**PROVIDED TEXT:**
● ● ● ●

Thank you for your time and I look forward to your tips and insights.

Charcar


----------



## stednick (Oct 16, 2011)

*Serious Inquiry?*

Charcar, I don't see a specific question in your post. So, some thoughts;

In all aspects of a job search the potential employee is, in fact, a salesman. A salesman that is selling themselves as the product. The quality of the product, and how it is presented, determines how "quickly" the product will sell. So, how good a salesman are you? 

Age should have little impact. However, should the specific employment position be physical or labor intensive then "yes" age will matter. Qualifications and experience (subset: age), determine the attractiveness of a candidate to the employer. Qualifications will typically override experience and/or age.

ESL is always a potential avenue for employment. Teaching ESL in Thailand has been covered many times in this forum. Note that ESL certification (qualifications) commands better money. 

Question: Are you actually seeking employment in Thailand, or just conversing? You speak of an educated "couple", would you expect or require that both halves of the couple find employment before your potential relocation to Thailand? On this subject; Have you visited Thailand? Are you familiar with Thailand? Do you know the pros and cons of Thailand?

● ● ● ●

**SUPPLIED DATA:**
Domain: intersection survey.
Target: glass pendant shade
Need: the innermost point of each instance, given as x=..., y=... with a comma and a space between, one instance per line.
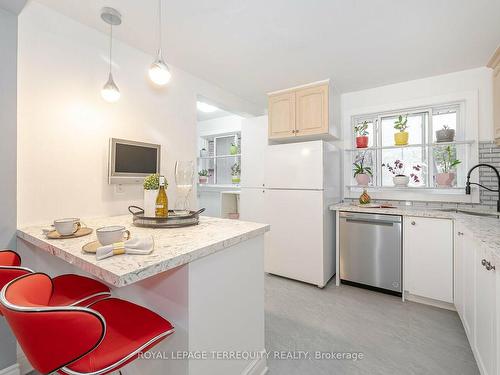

● ● ● ●

**TASK LIST:**
a) In the Thailand job thread, what does stednick say typically overrides experience and/or age?
b) Transcribe the Thailand job thread starting at "Charcar, I don't" and ending at "salesman are you?".
c) Pick up the Thailand job thread after its last sentence and write what comes next.
The listing has nothing to do with the Thailand job thread.

**WRITTEN ANSWERS:**
a) Qualifications.

b)
Charcar, I don't see a specific question in your post. So, some thoughts;

In all aspects of a job search the potential employee is, in fact, a salesman. A salesman that is selling themselves as the product. The quality of the product, and how it is presented, determines how "quickly" the product will sell. So, how good a salesman are you?

c)
There is a list of approximately a dozen job search websites in a post titled "Thailand Jobs" dated June 23rd and located on page 3 of this forum. 

Should you and the other halve of the "educated couple" be serious and pursue a job search for employment in Thailand, the other regulars on this forum would be interested in your job search results. Should you perform an actual job search, please let us know how you made out.

Thank you and good luck.


----------



## TomC (Jan 23, 2012)

What kind of job are you looking for? If it's teaching English, I don't see why the age of 50+ would have anything to do with that. I assume that is what you're exploring. Perhaps you can visit ajarn dot com where the English teachers hang out so to speak. I don't see any problems, but perhaps other people with foot on ground can correct me. Now if you're looking for other jobs, chances are you'll need Thai language skill and that is a different story.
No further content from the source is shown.